▸ Reading text:
━━━━━━━━━━

Remember this when people like Miles Taylor, the former Homeland Security apparatchik, try to refashion themselves into Trump Resistance Heroes. And remember it whenever you see the name of Rod Rosenstein, the then-deputy attorney general whose exploits in ratfucking the Mueller investigation pale in comparison to his crimes against human beings at the border. Rosenstein went out of his way to make sure kids, no matter how young they were, would be torn from their parents' arms. "Per the A.G.’s policy," he wrote in a memo, "we should NOT be categorically declining immigration prosecutions of adults in family units because of the age of a child." This featured as part of a Justice Department inspector general's report that found "the Justice Department’s top officials were 'a driving force' behind the policy."

Photo credit: GREG NASH - Getty Images
Photo credit: GREG NASH - Getty Images

The group Genocide Watch issued a bulletin back in June 2018, at the height of the formal separation policy, warning that it was "a violation of international human rights law and US constitutional protections of people within US borders," and "it constitutes torture, a crime under US and international law with universal jurisdiction and no immunity for the government officials who practice it." Perhaps more to their point, the organization added:

Forced family separations, the caging of human beings, and the detention of persons who have committed no crimes are among the warning indicators of the early stages of the genocidal process that Genocide Watch tracks in abusive countries around the world...Family separation can also be an indicator of the development of genocidal ideologies and policies. It is an early warning sign of future crimes against humanity.

━━━━━━━━━━

Extend the commentary on the U.S. border family separation policy, picking up from its final sentence.

━━━━━━━━━━

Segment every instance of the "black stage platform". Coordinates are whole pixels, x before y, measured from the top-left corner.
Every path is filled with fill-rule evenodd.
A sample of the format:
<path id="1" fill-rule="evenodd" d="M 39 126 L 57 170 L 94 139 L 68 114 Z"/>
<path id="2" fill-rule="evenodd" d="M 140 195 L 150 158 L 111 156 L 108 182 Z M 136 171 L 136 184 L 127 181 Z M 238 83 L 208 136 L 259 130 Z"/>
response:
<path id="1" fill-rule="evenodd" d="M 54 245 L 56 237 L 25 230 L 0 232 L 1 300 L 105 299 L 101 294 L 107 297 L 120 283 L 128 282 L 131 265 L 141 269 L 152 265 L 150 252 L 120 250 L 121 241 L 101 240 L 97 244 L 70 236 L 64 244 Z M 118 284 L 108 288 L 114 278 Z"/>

━━━━━━━━━━

▸ Response to this exercise:
(And make no mistake—there were cages. I saw them in McAllen. Each chain-link enclosure had its own chain-link roof. The facility has, for this reason, developed a nickname: "the dog kennel.")

As historians who study concentration-camp systems told me last year, the dehumanizing rhetoric from the most powerful people in our society—including the president, as Genocide Watch noted in its warning—combines with the dehumanizing conditions in which people are placed to prepare the ground for worse crimes. Along the way, these facilities, which exist in the no man's land between war and civil society, a gray area where people are stripped of their human rights, become hunting rounds for predators and abusers. As of October 20, 2020, we know what we've done to 545 kids and many others, but it's hard not to think there is still more to learn about what's been going on in the cages behind the walls. It's hard not to wonder what will happen if the current regime is allowed to continue in power.